----- Extracted data -----

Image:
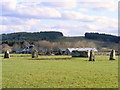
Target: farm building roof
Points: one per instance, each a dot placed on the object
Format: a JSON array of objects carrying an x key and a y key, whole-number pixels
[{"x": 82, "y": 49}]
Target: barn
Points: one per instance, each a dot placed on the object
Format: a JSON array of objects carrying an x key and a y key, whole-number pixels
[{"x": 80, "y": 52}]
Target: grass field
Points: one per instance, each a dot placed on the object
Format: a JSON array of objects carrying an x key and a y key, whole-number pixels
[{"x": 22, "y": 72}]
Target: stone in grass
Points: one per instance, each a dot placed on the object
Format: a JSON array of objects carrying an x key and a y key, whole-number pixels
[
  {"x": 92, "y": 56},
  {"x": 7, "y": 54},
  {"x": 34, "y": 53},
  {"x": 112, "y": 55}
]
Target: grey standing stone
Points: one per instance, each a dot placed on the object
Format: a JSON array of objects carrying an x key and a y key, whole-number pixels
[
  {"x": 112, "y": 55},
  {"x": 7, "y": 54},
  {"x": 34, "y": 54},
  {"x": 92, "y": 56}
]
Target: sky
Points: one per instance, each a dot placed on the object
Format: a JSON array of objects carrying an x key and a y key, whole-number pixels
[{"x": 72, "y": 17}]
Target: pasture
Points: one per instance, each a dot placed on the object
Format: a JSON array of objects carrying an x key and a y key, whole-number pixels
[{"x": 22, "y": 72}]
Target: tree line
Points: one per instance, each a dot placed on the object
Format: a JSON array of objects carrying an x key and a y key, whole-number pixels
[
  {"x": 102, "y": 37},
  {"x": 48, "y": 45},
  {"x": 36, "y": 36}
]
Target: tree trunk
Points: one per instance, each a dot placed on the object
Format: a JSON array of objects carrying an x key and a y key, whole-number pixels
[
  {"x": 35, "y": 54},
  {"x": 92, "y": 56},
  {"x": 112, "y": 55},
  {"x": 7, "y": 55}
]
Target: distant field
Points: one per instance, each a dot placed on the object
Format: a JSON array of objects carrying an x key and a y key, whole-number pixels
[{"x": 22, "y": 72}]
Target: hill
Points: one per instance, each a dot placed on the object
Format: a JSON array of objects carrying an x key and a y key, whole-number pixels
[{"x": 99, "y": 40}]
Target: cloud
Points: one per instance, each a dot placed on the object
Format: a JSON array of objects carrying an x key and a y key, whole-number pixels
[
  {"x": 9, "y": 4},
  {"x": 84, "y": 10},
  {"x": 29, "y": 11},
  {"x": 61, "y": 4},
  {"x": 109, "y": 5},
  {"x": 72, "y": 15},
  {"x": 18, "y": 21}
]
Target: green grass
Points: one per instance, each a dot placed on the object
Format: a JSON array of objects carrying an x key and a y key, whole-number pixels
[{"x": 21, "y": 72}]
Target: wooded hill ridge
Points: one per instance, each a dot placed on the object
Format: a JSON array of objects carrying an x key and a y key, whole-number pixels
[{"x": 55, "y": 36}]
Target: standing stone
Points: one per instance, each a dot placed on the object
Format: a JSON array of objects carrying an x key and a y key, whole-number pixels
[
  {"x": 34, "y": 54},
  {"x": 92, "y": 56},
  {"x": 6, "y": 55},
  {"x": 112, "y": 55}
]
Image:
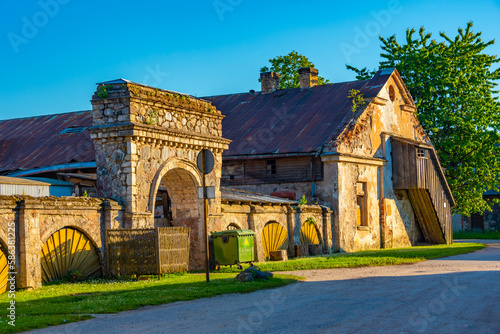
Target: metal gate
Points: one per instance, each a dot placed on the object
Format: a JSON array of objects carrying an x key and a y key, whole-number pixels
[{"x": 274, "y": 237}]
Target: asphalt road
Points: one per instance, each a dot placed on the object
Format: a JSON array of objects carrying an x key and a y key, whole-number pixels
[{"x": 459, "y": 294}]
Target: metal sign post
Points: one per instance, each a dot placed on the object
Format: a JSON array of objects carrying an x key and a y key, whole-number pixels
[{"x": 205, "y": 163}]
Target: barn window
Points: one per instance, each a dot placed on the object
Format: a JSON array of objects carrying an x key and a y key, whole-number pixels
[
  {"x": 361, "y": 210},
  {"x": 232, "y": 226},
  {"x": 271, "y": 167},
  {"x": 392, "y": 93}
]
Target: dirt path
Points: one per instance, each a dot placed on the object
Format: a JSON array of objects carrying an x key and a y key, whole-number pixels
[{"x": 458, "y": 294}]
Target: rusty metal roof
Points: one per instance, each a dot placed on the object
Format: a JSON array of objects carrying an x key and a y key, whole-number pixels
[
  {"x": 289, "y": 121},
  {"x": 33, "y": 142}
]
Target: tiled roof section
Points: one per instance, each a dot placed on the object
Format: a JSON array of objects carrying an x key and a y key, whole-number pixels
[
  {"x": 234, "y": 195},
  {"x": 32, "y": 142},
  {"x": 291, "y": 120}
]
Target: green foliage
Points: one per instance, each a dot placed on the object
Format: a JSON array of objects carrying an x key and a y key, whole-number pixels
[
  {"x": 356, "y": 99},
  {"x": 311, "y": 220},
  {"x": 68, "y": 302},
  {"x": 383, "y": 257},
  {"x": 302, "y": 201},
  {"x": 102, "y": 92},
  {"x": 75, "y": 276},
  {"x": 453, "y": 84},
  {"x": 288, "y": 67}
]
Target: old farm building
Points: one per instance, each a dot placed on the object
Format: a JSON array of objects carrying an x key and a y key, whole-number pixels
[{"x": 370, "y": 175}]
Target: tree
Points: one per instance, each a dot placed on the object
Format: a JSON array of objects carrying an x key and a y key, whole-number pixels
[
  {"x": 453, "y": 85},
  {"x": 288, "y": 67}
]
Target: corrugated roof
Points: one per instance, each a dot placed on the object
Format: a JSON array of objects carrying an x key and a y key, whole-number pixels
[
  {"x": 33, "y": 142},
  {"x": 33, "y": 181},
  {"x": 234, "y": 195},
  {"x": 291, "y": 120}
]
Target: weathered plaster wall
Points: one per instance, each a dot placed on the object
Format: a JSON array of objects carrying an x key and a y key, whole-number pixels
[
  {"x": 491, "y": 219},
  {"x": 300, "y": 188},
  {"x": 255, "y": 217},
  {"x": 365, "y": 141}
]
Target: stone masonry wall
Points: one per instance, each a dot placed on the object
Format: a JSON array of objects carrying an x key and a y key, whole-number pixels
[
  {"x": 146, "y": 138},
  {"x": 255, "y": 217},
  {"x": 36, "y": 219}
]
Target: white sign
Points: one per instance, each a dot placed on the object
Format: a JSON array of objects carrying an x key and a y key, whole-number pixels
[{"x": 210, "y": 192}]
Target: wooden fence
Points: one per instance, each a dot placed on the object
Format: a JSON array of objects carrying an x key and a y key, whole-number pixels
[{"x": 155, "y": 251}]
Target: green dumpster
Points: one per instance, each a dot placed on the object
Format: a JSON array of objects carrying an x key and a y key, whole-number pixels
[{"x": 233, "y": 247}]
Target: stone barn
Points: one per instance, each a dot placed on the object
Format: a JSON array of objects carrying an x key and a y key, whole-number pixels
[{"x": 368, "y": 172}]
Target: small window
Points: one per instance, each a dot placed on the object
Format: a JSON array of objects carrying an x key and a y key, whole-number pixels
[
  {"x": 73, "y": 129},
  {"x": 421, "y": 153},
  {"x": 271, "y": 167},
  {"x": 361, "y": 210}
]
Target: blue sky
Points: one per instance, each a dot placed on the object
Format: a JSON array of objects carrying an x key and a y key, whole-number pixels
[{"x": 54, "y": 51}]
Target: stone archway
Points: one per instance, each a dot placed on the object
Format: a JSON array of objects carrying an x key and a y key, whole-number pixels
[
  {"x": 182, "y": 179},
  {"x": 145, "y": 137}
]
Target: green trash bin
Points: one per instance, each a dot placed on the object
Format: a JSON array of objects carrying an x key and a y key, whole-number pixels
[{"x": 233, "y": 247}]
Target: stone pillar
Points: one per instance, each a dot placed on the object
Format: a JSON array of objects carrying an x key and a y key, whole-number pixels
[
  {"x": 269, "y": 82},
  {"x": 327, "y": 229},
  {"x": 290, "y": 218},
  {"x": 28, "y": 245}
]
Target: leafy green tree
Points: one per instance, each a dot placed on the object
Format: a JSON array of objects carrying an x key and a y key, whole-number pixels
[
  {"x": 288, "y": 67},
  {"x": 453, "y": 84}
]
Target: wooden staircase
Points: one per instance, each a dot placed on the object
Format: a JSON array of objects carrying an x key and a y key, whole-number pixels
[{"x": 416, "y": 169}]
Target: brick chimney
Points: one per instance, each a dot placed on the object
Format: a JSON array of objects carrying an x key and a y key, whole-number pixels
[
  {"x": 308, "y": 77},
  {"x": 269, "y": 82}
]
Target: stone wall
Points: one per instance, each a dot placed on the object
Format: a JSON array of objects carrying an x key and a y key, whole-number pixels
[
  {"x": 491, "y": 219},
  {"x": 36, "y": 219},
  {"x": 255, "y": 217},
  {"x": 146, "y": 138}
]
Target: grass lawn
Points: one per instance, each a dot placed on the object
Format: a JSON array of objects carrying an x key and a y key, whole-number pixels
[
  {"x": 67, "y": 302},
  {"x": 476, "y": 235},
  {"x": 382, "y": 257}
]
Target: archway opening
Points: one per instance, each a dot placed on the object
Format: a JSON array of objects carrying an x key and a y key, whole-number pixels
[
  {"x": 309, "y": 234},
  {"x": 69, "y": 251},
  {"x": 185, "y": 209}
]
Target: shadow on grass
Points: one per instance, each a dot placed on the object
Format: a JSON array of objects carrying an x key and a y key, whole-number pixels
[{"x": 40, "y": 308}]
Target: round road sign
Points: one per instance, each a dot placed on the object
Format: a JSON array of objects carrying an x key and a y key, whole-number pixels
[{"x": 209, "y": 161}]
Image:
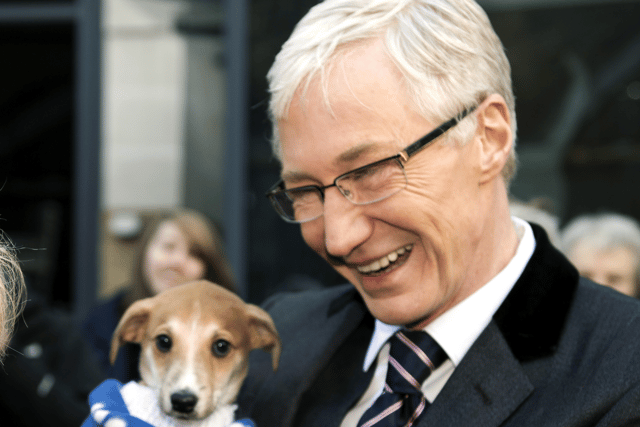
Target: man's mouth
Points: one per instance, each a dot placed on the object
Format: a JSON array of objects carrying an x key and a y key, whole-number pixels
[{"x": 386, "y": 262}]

-----

Exercise: Lines holding the word "field" are the answer; copy each one from the records above.

Answer box:
Target: grass field
Target: distant field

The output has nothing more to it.